------ SOURCE DATA ------
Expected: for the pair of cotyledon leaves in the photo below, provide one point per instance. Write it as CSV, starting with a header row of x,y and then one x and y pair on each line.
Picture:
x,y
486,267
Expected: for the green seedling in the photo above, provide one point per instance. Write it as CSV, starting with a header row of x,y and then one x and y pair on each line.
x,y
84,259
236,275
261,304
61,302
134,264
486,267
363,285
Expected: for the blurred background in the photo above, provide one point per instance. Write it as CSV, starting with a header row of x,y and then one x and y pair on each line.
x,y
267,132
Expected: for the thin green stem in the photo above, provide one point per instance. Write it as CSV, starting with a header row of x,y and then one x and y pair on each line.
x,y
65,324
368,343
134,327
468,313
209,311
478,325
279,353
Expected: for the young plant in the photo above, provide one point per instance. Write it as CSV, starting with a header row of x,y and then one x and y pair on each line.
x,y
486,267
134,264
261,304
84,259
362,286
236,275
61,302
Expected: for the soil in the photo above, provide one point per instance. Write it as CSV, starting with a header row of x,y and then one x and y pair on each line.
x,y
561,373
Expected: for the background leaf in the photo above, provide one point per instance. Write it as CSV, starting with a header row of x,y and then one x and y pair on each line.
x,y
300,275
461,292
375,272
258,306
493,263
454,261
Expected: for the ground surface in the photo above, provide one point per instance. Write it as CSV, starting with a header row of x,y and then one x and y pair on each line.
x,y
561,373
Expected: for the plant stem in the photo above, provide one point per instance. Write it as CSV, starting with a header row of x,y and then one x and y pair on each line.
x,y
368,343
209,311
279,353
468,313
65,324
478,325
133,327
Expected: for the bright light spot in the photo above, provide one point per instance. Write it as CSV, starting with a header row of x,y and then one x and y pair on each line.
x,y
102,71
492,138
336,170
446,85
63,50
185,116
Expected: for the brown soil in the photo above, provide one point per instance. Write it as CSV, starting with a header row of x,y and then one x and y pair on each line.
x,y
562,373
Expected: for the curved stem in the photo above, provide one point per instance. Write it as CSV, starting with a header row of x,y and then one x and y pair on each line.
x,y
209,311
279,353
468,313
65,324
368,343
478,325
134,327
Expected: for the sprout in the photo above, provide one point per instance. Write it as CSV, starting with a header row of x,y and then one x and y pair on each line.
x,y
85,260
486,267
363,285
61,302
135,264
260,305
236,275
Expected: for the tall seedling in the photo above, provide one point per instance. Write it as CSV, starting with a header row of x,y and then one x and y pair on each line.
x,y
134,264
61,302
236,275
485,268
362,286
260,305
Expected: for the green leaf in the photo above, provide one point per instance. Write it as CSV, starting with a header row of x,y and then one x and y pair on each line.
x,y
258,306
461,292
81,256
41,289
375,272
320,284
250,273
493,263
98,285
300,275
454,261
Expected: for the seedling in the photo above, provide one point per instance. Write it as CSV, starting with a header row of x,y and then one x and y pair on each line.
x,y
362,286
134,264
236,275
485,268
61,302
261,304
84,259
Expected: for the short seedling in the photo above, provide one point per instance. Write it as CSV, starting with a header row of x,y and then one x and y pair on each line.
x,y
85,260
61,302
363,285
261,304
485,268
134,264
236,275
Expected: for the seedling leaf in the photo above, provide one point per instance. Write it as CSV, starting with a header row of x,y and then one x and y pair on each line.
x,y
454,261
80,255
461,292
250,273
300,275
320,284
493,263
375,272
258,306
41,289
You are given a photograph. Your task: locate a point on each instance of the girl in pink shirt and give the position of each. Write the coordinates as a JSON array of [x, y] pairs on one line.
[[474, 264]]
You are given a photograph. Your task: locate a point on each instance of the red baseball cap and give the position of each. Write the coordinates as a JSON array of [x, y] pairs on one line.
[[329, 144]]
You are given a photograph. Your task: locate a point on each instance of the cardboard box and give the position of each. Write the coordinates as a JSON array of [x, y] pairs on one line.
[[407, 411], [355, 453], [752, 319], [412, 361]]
------
EXERCISE INSTRUCTIONS — Write out every entry again, keeping each line exactly the same.

TASK RESPONSE —
Expected: for the pair of cotyledon leaves in the photo below, provide one point per instance. Write it as CSV, starting with a header row of x,y and then one x and y pair on each line.
Picture:
x,y
486,267
Expected: for the green seedling in the photo above, provide one point per instance. Write it as CSV, starting with a header row of x,y and then one x and y pair on each line.
x,y
84,259
236,275
261,304
61,302
134,264
486,267
363,285
Expected: for the blurred background in the photo above, provide one point per instance. Write it as CSV, starting with a header row of x,y and then one x and y pair on each line.
x,y
267,132
Expected: for the thin green stem in the photo above, provide one point per instance. Write it as CSV, starting with a header row of x,y and then one x and y pair on each line.
x,y
65,324
368,343
134,327
468,313
209,311
478,325
279,353
Expected: for the young plant in the photo above, provide one point per instance. Write it as CSV, starting with a header row of x,y and then one x and y pair on each line.
x,y
486,267
134,264
261,304
84,259
362,286
236,275
61,302
Expected: for the soil in the photo above, provide one point per instance. Write it as CSV, starting with a header row of x,y and then one x and y pair on each line.
x,y
561,373
Expected: for the background leaf in the photo above, provide one point per instance. Write it as CSV, starting with a header row of x,y and then one x and y pair on each line.
x,y
300,275
461,292
375,272
258,306
493,263
454,261
Expected: for the ground surface in the photo above, provide one point per instance. Write it as CSV, starting with a header row of x,y and then one x and y pair on each line.
x,y
561,373
Expected: for the plant stem in the photo above, provide one point per instance. Write it as CSV, starting with a header row of x,y and then one x and y pair on each line.
x,y
368,343
209,311
279,353
468,313
65,324
478,325
133,327
Expected: for the bright light spot in the photo above, provide one point per instance. Write it as CSV, starting with a header row of x,y and then one x and y pair on each line.
x,y
102,71
492,138
336,170
446,85
63,50
185,116
Expected: for the brown soil in the photo above, provide one point per instance. Write it as CSV, starting with a header row of x,y and then one x and y pair on each line.
x,y
562,373
Expected: for the curved stem in the photo above, provide one point per instance. Write it as CSV, starting with a header row of x,y and then one x and y pair on each line.
x,y
209,311
279,353
468,313
65,324
368,343
478,325
134,327
Expected: for the sprout in the photo above, provide one point per instance. Write it as CSV, starting with a header row of x,y and then one x and y pair on each line.
x,y
85,260
486,267
363,285
61,302
135,264
260,305
236,275
Expected: for the tall seedling in the photo above, provide one point per instance. Write it as CSV, starting with a header row of x,y and then one x and y pair on each line.
x,y
134,264
61,302
236,275
485,268
362,286
260,305
Expected: for the green leaf in the photo above, provide one point per instance. Write it as CSV, starting with a header row of x,y and then one x and y pair on each line.
x,y
258,306
461,292
81,256
41,289
375,272
320,284
250,273
493,263
98,285
300,275
454,261
Expected: for the seedling in the photo above, provide one point per instance. Write it as CSV, starting with a header row of x,y and then one x and y pair on each line.
x,y
362,286
134,264
236,275
485,268
61,302
261,304
84,259
Expected: for the short seedling in the photo above, provide one point per instance. Write it as CSV, starting with a header row of x,y and then one x and y pair on each line.
x,y
85,260
61,302
363,285
261,304
485,268
134,264
236,275
Expected: for the seedling leaf in the photo above, provide one point per instance. Write it as CSV, starting with a header row of x,y and then one x and y pair on each line.
x,y
454,261
80,255
461,292
250,273
300,275
320,284
493,263
375,272
258,306
41,289
You are given a photograph. Your task: locate a point on each instance of the girl in pink shirt and give the position of each. Write the coordinates as a JSON array of [x, y] pairs on one line.
[[474, 264]]
You are given a photograph. Your task: locate a point on each instance of the red baseball cap and give the position of each. Write the coordinates as a JSON array of [x, y] pairs on one line.
[[329, 144]]
You are given a photograph. Your task: locate a point on each instance of the cardboard box and give the position of each. Write the coordinates as a JSON array of [x, y] pairs on one line.
[[407, 411], [355, 453], [752, 319], [412, 361]]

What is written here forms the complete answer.